“He was known to them in the breaking of the bread.” Luke 24:35
“Therefore, let us keep the feast, not with the old bread of malice, but with the unleavened bread of sincerity and truth.”
I Corinthians 5:8
To break bread is not to eat. Breaking bread is to share. (If I get carried away with some details below, just remember that.)
As we continue to await the data-driven moment when we will be able to gather again, face to face, as a congregation, we communicate and commune with one another in a new virtual way.
Virtual is such a fascinating word. It is related to both virtue and value, how “strong” and “close” a thing is to another thing that we think we know well. At the very least it is a relative claim that a thing has value. At its strongest meaning for us as Christians, it signals an experience of being present to God and to one another, usually in prayer, in “spiritual communion.”
Spiritual Communion also specifically means: the act of participating in the Holy Eucharist without taking the bread and/or the wine that the priest handles and offers. Spiritual Communion means that the physical nature of the sacrament is received at a distance, in a spiritual way, because it is not offered or cannot be shared.

* _GIVEN INSTRUCTION A_: Copy the entries verbatim, from the line with "Show me the bounding box of the vine" through the end of the entries, including both.

Image region labeling entries
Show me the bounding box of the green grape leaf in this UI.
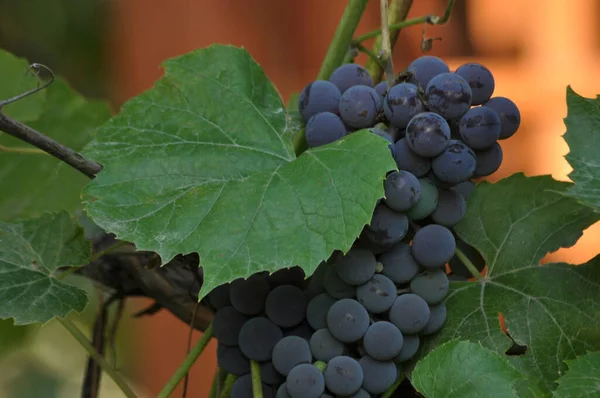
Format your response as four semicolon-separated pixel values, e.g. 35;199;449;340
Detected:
0;79;110;221
564;87;600;211
411;340;523;398
0;212;90;325
554;351;600;398
422;174;600;397
84;45;395;297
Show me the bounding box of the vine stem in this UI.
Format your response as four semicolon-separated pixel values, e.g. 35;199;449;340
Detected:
58;318;137;398
156;323;213;398
454;247;483;280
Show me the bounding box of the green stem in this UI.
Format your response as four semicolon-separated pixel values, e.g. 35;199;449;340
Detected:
317;0;368;80
58;318;137;398
156;323;212;398
454;247;483;280
250;360;263;398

* _GIVEN INSTRUCTION B_: In the paragraph of the passage on breaking bread that discusses the word "virtual," list every word or phrase set in quotation marks.

* _COMPLETE OUTPUT A_:
Show me the bounding box of the vine stem in this UI.
Format your response as four semicolon-separated pixel values, e.g. 35;199;449;340
Detected:
58;318;137;398
156;323;213;398
454;247;483;280
Show me the bounding box of the green stem in this UI.
Format your response as four semicolon-separated pixel values, e.g. 35;199;449;340
Detected:
317;0;368;80
58;318;137;398
156;323;212;398
454;247;483;280
250;360;263;398

* _COMPLETE OUTPUT B_:
"strong"
"close"
"spiritual communion"